Part of a data file =>
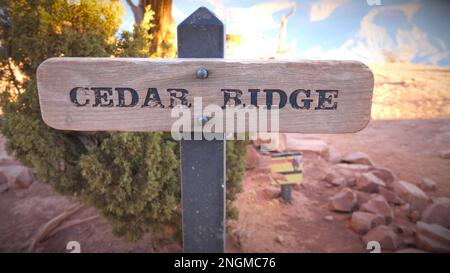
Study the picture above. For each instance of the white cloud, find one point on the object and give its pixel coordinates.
(322, 9)
(250, 26)
(177, 14)
(373, 42)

What is being asked =>
Please write out the data above again in full, shifting every coordinate in the answers by -78. Leave the picture out.

Answer to the task =>
Study the picture above. For each instance of the white cloud, find one point on the object and give its pixel coordinates.
(244, -69)
(172, -52)
(99, -64)
(295, -36)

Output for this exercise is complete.